=== Section Start ===

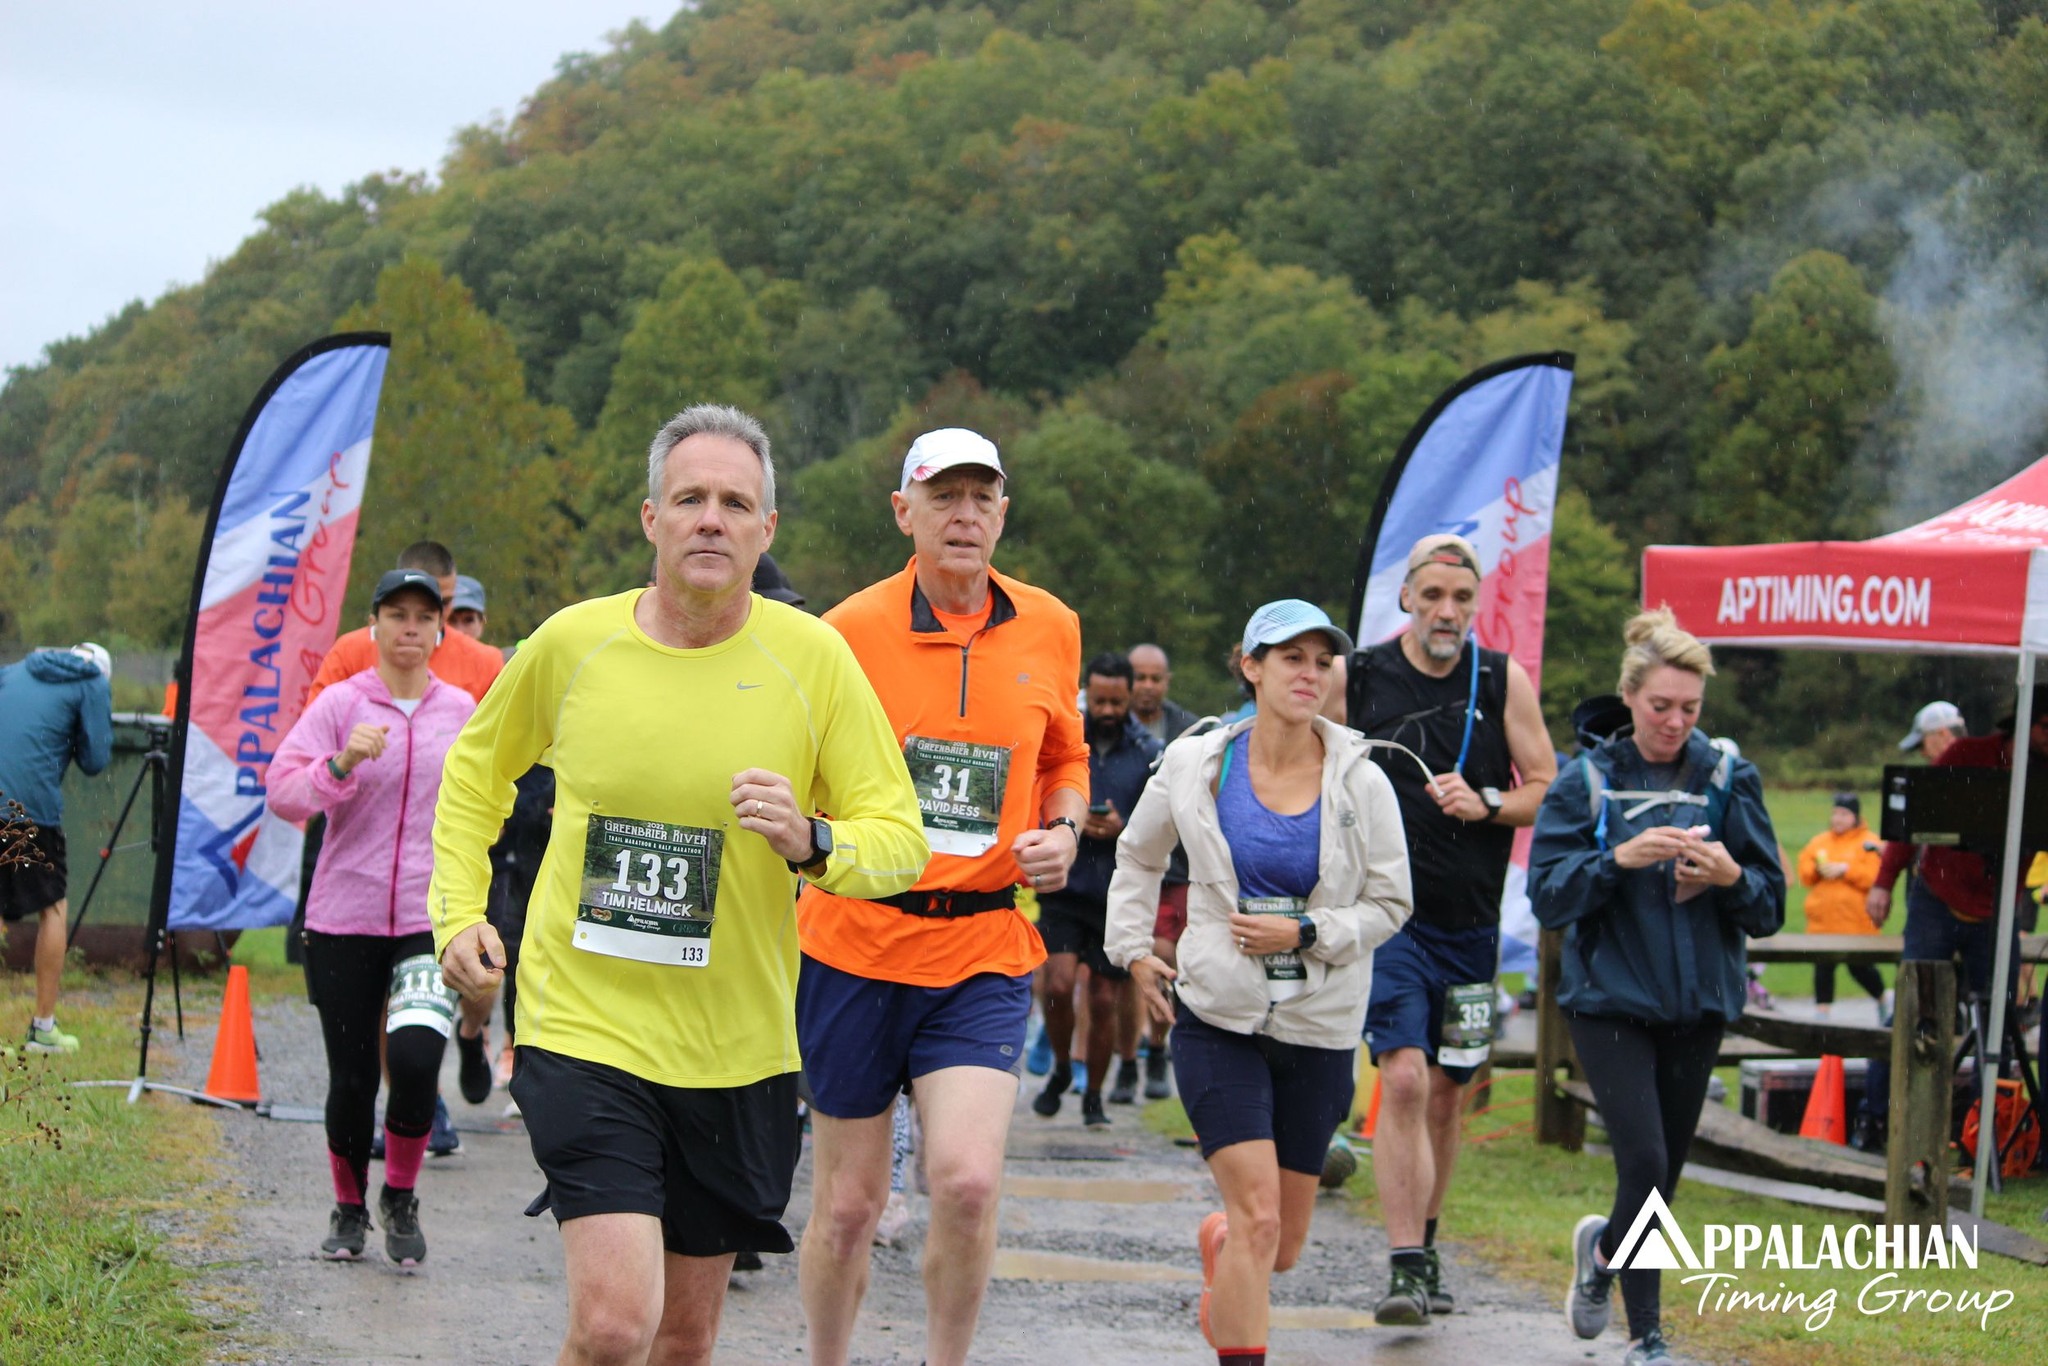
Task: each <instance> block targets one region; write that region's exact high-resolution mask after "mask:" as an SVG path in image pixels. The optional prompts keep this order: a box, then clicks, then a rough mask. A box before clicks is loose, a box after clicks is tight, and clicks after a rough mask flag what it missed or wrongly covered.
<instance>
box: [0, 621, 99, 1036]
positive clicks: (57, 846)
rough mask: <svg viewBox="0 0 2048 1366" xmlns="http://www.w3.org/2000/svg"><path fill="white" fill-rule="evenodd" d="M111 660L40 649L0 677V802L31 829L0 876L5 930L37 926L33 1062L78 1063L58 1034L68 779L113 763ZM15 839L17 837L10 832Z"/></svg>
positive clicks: (63, 946) (67, 649) (63, 909)
mask: <svg viewBox="0 0 2048 1366" xmlns="http://www.w3.org/2000/svg"><path fill="white" fill-rule="evenodd" d="M111 674H113V659H111V657H109V655H106V651H104V649H102V647H98V645H94V643H90V641H86V643H84V645H74V647H72V649H37V651H33V653H31V655H29V657H27V659H23V661H20V664H10V666H6V668H4V670H0V801H14V803H20V809H23V815H25V817H27V821H29V825H31V827H33V829H31V831H27V840H25V844H23V846H20V848H14V842H12V840H8V842H6V848H8V852H12V854H14V858H10V860H6V862H4V866H0V920H4V922H6V924H14V922H18V920H27V917H29V915H35V917H37V936H35V1012H33V1014H31V1018H29V1040H27V1049H29V1051H31V1053H72V1051H76V1049H78V1036H76V1034H66V1032H63V1030H59V1028H57V977H59V975H61V973H63V950H66V915H68V913H70V901H66V895H63V893H66V877H68V866H66V848H63V770H66V768H70V766H72V764H78V772H84V774H96V772H102V770H104V768H106V760H109V758H113V694H111V690H109V682H106V678H109V676H111ZM10 834H12V831H10Z"/></svg>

=== Section End ===

◆ **Instructions for the task**: Return exactly the run of lines that opens with the one containing "box: [0, 621, 99, 1036]" and closes with the last line of the records above.

◆ **Exercise answer**:
box: [0, 621, 99, 1036]
positive clicks: (57, 846)
rough mask: <svg viewBox="0 0 2048 1366" xmlns="http://www.w3.org/2000/svg"><path fill="white" fill-rule="evenodd" d="M111 660L40 649L0 677V802L31 829L0 876L5 930L37 926L33 1062L78 1063L58 1034L68 779L113 763ZM15 839L17 837L10 832Z"/></svg>
positive clicks: (63, 946) (67, 649) (63, 909)
mask: <svg viewBox="0 0 2048 1366" xmlns="http://www.w3.org/2000/svg"><path fill="white" fill-rule="evenodd" d="M111 674H113V659H111V657H109V655H106V651H104V649H102V647H98V645H94V643H90V641H86V643H84V645H74V647H72V649H37V651H33V653H31V655H29V657H27V659H23V661H20V664H10V666H6V668H4V670H0V801H14V803H20V809H23V815H25V817H27V821H29V825H31V827H33V829H31V831H27V840H25V844H23V846H20V848H14V842H12V840H8V842H6V848H8V852H12V854H14V858H10V860H6V862H4V866H0V920H4V922H6V924H14V922H18V920H27V917H29V915H35V917H37V936H35V1012H33V1014H31V1018H29V1040H27V1049H29V1051H31V1053H72V1051H76V1049H78V1036H76V1034H66V1032H63V1030H59V1028H57V977H59V975H61V973H63V950H66V915H68V913H70V901H66V895H63V893H66V877H68V866H66V848H63V770H66V768H70V766H72V764H78V772H84V774H96V772H102V770H104V768H106V760H109V758H113V694H111V690H109V682H106V678H109V676H111ZM10 834H12V831H10Z"/></svg>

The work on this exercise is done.